++++ Material for the task ++++

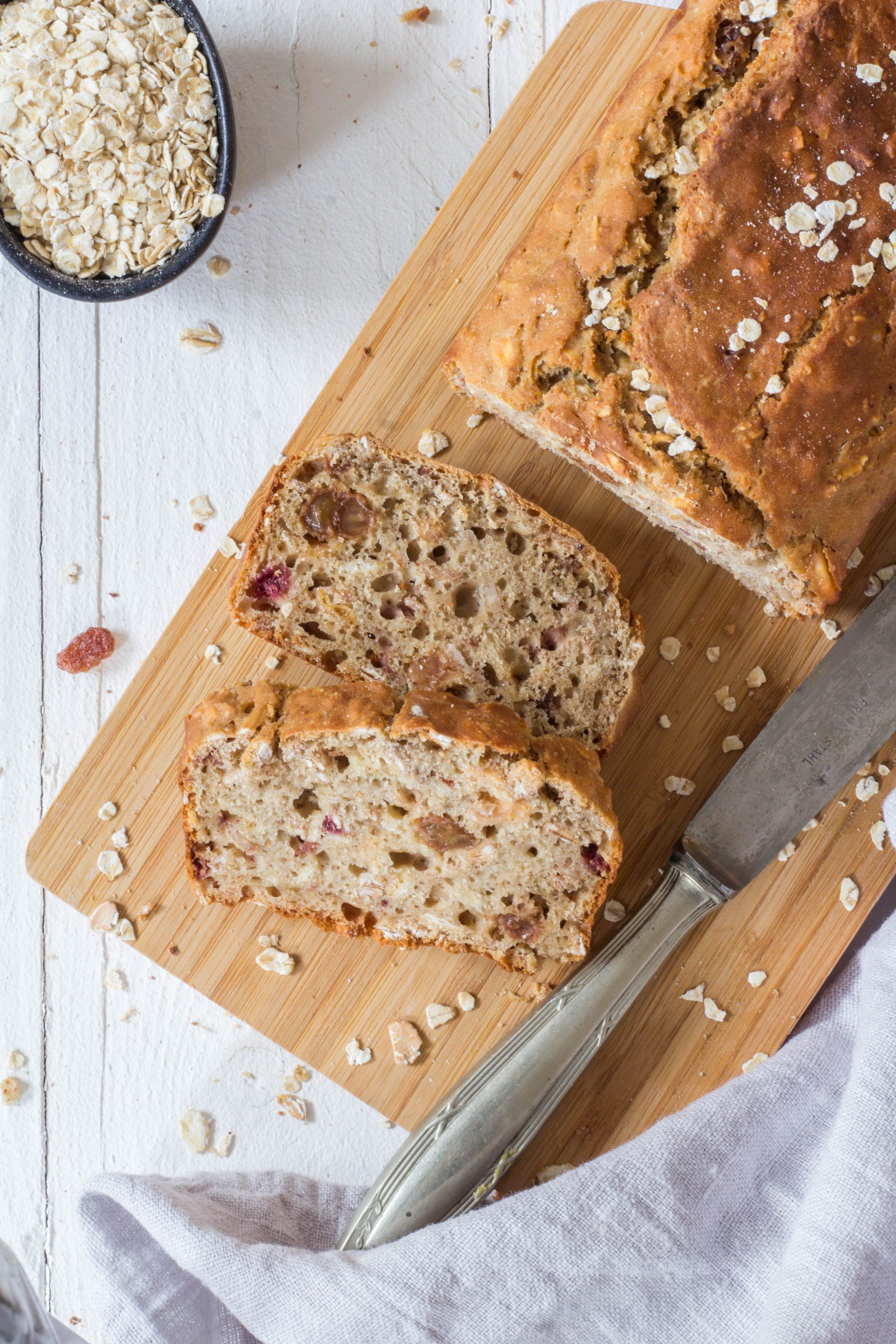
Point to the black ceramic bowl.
(102, 289)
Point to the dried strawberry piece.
(270, 584)
(199, 866)
(87, 651)
(444, 834)
(523, 930)
(593, 858)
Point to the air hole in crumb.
(385, 582)
(307, 803)
(400, 859)
(313, 629)
(467, 601)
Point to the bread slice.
(442, 823)
(376, 563)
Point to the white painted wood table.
(352, 128)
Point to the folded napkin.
(762, 1214)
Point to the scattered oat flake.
(431, 441)
(294, 1107)
(280, 963)
(406, 1042)
(125, 930)
(104, 917)
(356, 1054)
(437, 1015)
(760, 1058)
(111, 865)
(10, 1092)
(294, 1079)
(87, 651)
(201, 339)
(195, 1131)
(550, 1172)
(202, 508)
(879, 835)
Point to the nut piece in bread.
(703, 318)
(376, 563)
(440, 823)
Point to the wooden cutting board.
(789, 922)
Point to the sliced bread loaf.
(376, 563)
(442, 823)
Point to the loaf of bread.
(703, 318)
(442, 823)
(385, 565)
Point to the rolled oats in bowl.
(108, 133)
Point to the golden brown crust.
(352, 707)
(260, 623)
(803, 474)
(275, 714)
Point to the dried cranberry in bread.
(378, 563)
(703, 316)
(444, 823)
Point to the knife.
(821, 736)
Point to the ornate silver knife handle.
(465, 1146)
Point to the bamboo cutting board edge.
(361, 987)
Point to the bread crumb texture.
(442, 823)
(382, 565)
(731, 227)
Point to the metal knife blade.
(825, 731)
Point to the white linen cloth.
(762, 1214)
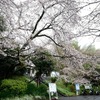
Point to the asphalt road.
(80, 98)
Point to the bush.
(87, 66)
(13, 87)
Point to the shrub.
(53, 79)
(13, 87)
(87, 66)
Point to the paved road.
(80, 98)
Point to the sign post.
(77, 86)
(52, 91)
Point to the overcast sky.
(86, 40)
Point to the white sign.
(77, 86)
(52, 87)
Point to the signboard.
(88, 86)
(77, 86)
(52, 87)
(55, 74)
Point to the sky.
(83, 41)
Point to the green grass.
(62, 88)
(32, 92)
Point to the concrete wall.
(80, 98)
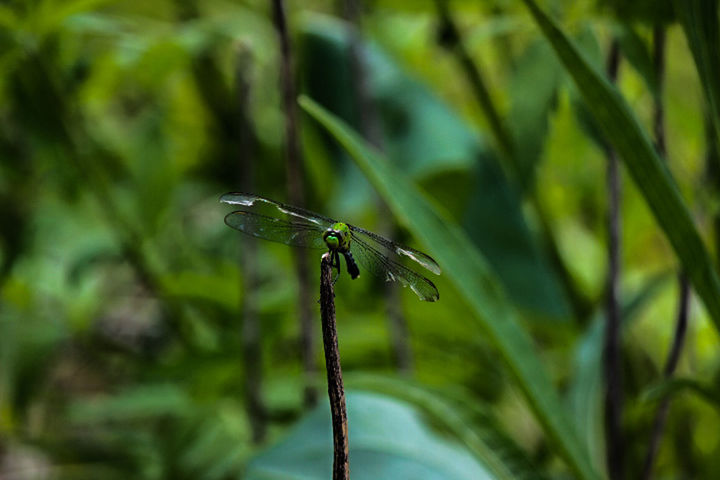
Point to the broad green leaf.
(475, 282)
(647, 169)
(485, 438)
(426, 139)
(388, 439)
(699, 19)
(585, 391)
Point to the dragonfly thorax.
(337, 237)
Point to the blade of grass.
(475, 281)
(651, 176)
(699, 19)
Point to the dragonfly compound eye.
(332, 240)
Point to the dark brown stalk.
(670, 366)
(612, 351)
(450, 38)
(336, 391)
(251, 335)
(296, 196)
(370, 129)
(684, 286)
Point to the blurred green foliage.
(122, 294)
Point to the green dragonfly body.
(373, 252)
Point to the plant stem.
(684, 285)
(612, 358)
(336, 391)
(296, 196)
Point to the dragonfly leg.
(336, 263)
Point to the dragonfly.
(303, 228)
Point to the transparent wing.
(380, 265)
(277, 230)
(249, 200)
(373, 238)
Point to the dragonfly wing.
(249, 200)
(380, 265)
(416, 255)
(277, 230)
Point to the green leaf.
(533, 90)
(636, 51)
(486, 439)
(585, 391)
(699, 19)
(647, 169)
(706, 391)
(425, 138)
(474, 280)
(388, 439)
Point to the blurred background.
(140, 337)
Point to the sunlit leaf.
(473, 279)
(649, 172)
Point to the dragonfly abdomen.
(353, 269)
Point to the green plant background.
(121, 292)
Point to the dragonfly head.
(337, 237)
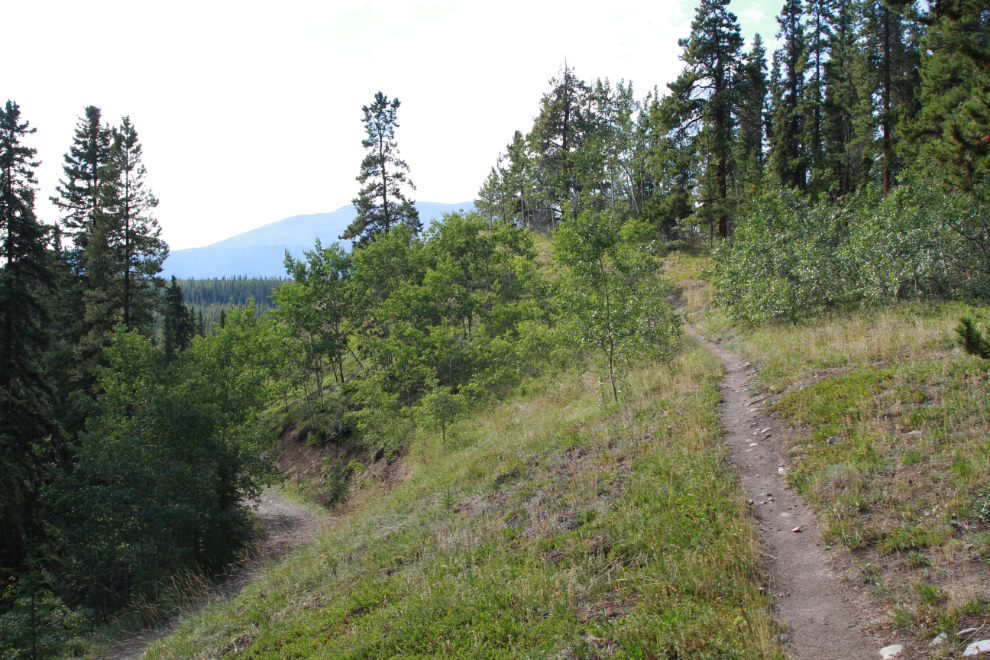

++++

Copy out every one of the records above word for word, leaving out the pictures.

Point to the black ceramic bowl.
(102, 289)
Point to the dried strawberry piece.
(270, 584)
(199, 866)
(87, 651)
(444, 834)
(523, 930)
(593, 858)
Point to the air hole in crumb.
(385, 582)
(307, 803)
(400, 859)
(313, 629)
(467, 601)
Point to the bread slice.
(442, 823)
(376, 563)
Point to the white painted wood table.
(352, 128)
Point to the folded napkin.
(762, 1214)
Point to the scattered oat flake.
(431, 441)
(294, 1107)
(280, 963)
(406, 1042)
(125, 930)
(104, 917)
(356, 1054)
(437, 1015)
(760, 1058)
(111, 865)
(10, 1092)
(294, 1079)
(87, 651)
(201, 339)
(195, 1131)
(550, 1172)
(202, 508)
(879, 835)
Point to the nut piece in bread.
(703, 318)
(376, 563)
(440, 823)
Point to the wooden cutting board.
(789, 922)
Point to the sliced bread loaf.
(376, 563)
(442, 823)
Point to the loaf of bread.
(703, 318)
(442, 823)
(385, 565)
Point to the rolled oats in bowl.
(108, 133)
Point to the golden brown crust.
(352, 707)
(260, 623)
(803, 474)
(275, 714)
Point to the dried cranberry in bread.
(378, 563)
(703, 316)
(444, 823)
Point to the knife.
(821, 736)
Point to the ornate silver knife handle.
(465, 1146)
Point to the bamboo cutting board edge.
(361, 987)
Point to the bread crumb texture.
(442, 823)
(382, 565)
(731, 227)
Point to the metal knife blade.
(825, 731)
Point to the white linen cloth.
(762, 1214)
Point to the asphalt road.
(80, 98)
Point to the bush.
(87, 66)
(13, 87)
Point to the shrub.
(53, 79)
(13, 87)
(87, 66)
Point to the paved road.
(80, 98)
Point to the sign post.
(77, 86)
(52, 91)
Point to the overcast sky.
(86, 40)
Point to the white sign.
(77, 86)
(52, 87)
Point to the signboard.
(88, 86)
(77, 86)
(52, 87)
(55, 74)
Point to the sky.
(83, 41)
Point to the green grass.
(62, 88)
(32, 92)
Point to the concrete wall.
(80, 98)
Point to the broad green leaf.
(475, 282)
(647, 169)
(485, 438)
(426, 139)
(388, 439)
(699, 19)
(585, 391)
Point to the dragonfly thorax.
(337, 237)
Point to the blade of grass.
(475, 281)
(651, 176)
(699, 19)
Point to the dragonfly compound eye.
(332, 240)
Point to the dark brown stalk.
(670, 366)
(612, 351)
(450, 38)
(336, 391)
(251, 335)
(296, 196)
(370, 129)
(684, 286)
Point to the blurred green foliage.
(122, 294)
Point to the green dragonfly body.
(373, 252)
Point to the plant stem.
(684, 285)
(612, 358)
(336, 391)
(296, 196)
Point to the dragonfly leg.
(336, 263)
Point to the dragonfly.
(303, 228)
Point to the transparent wing.
(380, 265)
(277, 230)
(249, 200)
(373, 238)
Point to the dragonfly wing.
(249, 200)
(380, 265)
(416, 255)
(277, 230)
Point to the green leaf.
(533, 90)
(636, 51)
(486, 439)
(585, 391)
(699, 19)
(647, 169)
(706, 391)
(425, 138)
(474, 280)
(388, 439)
Point to the blurred background.
(140, 337)
Point to the sunlit leaf.
(473, 279)
(649, 172)
Point to the dragonfly abdomen.
(353, 269)
Point to the green plant background.
(121, 292)
Point to the dragonfly head.
(337, 237)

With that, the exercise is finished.